Retype the lines from the line with "Category: vine branch" up to and including the line with "pixel 184 60", keeping every character unchanged.

DATASET ENTRIES.

....

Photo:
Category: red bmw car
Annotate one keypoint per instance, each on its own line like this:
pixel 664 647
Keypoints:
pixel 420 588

....

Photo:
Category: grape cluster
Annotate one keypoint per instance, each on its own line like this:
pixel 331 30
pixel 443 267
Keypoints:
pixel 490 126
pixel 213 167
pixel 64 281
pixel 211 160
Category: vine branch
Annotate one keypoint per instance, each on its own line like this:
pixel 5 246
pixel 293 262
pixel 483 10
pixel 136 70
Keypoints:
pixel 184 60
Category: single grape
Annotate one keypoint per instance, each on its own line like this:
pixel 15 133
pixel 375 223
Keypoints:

....

EXERCISE RESPONSE.
Category: vine branch
Annotate one keypoint per instance, each on its own line like this:
pixel 5 246
pixel 293 262
pixel 483 10
pixel 136 70
Keypoints:
pixel 184 60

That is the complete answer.